‘Best of humanity’
Nearly 100 Rohingya people who were stranded off the coast of Indonesia were pulled to shore on Thursday by local people furious at local authorities' refusal to give them shelter because of fears about the coronavirus.
Some 94 people from the persecuted Myanmar minority - including 30 children - were plucked from their boat by fishermen this week before being intercepted by maritime officials from Sumatra island who pulled them closer to shore.
But officials in Lhokseumawe in the Indonesian province of Aceh refused to allow the group to land, citing coronavirus concerns.
Angry locals took matters into their own hands on Thursday by taking to their own boats to pull the group to shore.
Residents who had gathered on a local beach cheered the move, according to an AFP reporter on the scene.
"It's purely for humanitarian reasons," said fisherman Aples Kuari.
"We were sad seeing kids and pregnant women stranded at sea," he added.
Earlier on Thursday, local police chief Eko Hartanto said they wanted to send the mainly Muslim Rohingya back to sea rather than give them temporary shelter.
But authorities appeared to soften that stance in the face of local protests, and the group has now been given temporary shelter in private residences.
The Rohingya would be checked by medical staff to ensure they were virus-free, according to Aceh's rescue agency. Aceh is on the northern tip of Sumatra.
Amnesty International praised the spirit of the rescue.
The "disembarkation of Rohingya refugees is a moment of optimism and solidarity," the organisation's Indonesia Executive Director Usman Hamid said in a statement.
"It's a credit to the community in Aceh who pushed hard and took risks so that these children, women and men could be brought to shore. They have shown the best of humanity."
More than one million Rohingya live in refugee camps in Bangladesh, after fleeing their homes in Myanmar in 2017 to escape a brutal military crackdown that is now the subject of an international genocide investigation.
Indonesia and neighbouring Malaysia are the Rohingya's favoured destinations, with thousands paying people smugglers for the dangerous journey across the Indian Ocean every year.
But the Rohingya's plight has been compounded in recent months as officials have turned them away over concern about the coronavirus.

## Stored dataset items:
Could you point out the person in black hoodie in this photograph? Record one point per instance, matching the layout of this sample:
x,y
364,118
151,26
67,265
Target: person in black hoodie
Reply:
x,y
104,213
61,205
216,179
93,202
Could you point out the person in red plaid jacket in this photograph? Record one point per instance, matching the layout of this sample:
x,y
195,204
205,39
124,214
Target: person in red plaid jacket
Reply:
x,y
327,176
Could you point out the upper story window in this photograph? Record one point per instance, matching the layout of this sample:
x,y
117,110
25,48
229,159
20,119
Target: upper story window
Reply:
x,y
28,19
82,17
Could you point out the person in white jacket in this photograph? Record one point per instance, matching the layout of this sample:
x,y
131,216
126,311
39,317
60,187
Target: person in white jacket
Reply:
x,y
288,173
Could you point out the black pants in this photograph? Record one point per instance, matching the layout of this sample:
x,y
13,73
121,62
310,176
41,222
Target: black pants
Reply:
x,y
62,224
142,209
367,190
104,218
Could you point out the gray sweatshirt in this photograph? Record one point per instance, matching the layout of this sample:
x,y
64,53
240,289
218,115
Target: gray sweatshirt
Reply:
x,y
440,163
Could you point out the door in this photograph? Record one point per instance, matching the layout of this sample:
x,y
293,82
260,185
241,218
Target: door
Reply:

## The task:
Please list every person named in the article about the Rohingya rescue in Aceh, giving each one's role as the article states it.

## Solution for this problem:
- Aples Kuari: fisherman
- Eko Hartanto: local police chief
- Usman Hamid: Amnesty International's Indonesia Executive Director